Data entries
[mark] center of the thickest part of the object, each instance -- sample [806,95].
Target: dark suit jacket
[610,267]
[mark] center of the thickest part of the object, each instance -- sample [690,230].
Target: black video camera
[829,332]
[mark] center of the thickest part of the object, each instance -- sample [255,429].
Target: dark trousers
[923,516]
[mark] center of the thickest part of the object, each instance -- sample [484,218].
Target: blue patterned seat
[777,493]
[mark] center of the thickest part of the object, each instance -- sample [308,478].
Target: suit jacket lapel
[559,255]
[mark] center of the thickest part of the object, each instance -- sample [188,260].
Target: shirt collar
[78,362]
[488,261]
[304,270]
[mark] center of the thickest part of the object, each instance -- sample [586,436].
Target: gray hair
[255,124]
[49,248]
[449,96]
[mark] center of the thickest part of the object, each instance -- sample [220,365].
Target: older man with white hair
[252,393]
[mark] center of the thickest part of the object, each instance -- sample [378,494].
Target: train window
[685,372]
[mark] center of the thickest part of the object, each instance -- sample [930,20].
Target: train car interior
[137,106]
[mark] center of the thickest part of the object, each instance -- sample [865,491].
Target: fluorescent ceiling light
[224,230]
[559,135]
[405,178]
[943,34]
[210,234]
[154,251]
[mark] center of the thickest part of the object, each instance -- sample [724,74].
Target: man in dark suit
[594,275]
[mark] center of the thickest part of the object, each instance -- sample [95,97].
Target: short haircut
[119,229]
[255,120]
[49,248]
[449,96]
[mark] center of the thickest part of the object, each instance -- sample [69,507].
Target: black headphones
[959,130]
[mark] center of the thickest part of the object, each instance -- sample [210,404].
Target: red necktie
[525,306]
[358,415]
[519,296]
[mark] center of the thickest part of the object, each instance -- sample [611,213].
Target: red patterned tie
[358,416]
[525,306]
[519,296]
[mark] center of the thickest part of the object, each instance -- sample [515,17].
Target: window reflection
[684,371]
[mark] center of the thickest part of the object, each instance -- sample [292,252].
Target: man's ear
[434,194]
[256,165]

▶ **Stated problem**:
Reproduce the rows above line for line, with no changes.

▶ **Result of the exercise**:
[mark] center of the thickest part of the object, each instance -- sample [806,95].
Target: dark suit jacket
[610,267]
[mark] center of the thickest part of the object, each instance -- sample [690,230].
Target: black video camera
[829,332]
[mark] center of the thickest part of the object, each instance -- sample [255,429].
Target: dark trousers
[923,516]
[mark] center of the thickest part of the object, each instance -- sample [484,218].
Target: blue patterned seat
[777,493]
[mark] center of the thickest part of the object, each instance -- sample [308,478].
Target: suit jacket lapel
[559,255]
[mark] center of the thickest part of the object, each instance -- sample [188,260].
Target: shirt collar
[78,362]
[488,261]
[304,270]
[mark] center of the thickest part of the object, each instance -- sample [586,436].
Target: gray hair
[255,124]
[49,248]
[449,96]
[mark] center of the thickest part of the object, each instance -- sample [220,365].
Target: older man with white hair
[252,393]
[mark] center of the thickest part of the object, each instance -- sample [378,494].
Target: train window
[685,372]
[mark] center of the thickest part of the object, each instance -- sample [930,20].
Target: train car interior
[137,106]
[mark] center of the thickest part of the object, each instance -- sample [865,491].
Target: fluorescent ceiling light
[224,230]
[559,135]
[405,178]
[943,34]
[210,234]
[154,251]
[mark] center of the thickest part of the object, each instance -- sample [724,74].
Target: man in dark suit
[594,275]
[mark] center of the thickest part of the object, each instance -- sample [95,97].
Target: short haircut
[119,229]
[255,120]
[49,248]
[449,96]
[mark] center of the thickest part of the object, each instance -- sample [69,507].
Target: black headphones
[959,130]
[mark] center of the thickest part of the object, each instance -- sample [210,404].
Target: red necktie
[525,306]
[358,415]
[519,296]
[mark] center of the thickest part of the object, each instance -- sample [611,213].
Target: red patterned tie
[358,416]
[525,306]
[519,296]
[mark] center of the thickest part of the object, each instance -- sample [515,17].
Target: window reflection
[684,371]
[mark] center of the thickest part of the object, each instance -- sample [292,252].
Target: man's ear
[434,194]
[256,165]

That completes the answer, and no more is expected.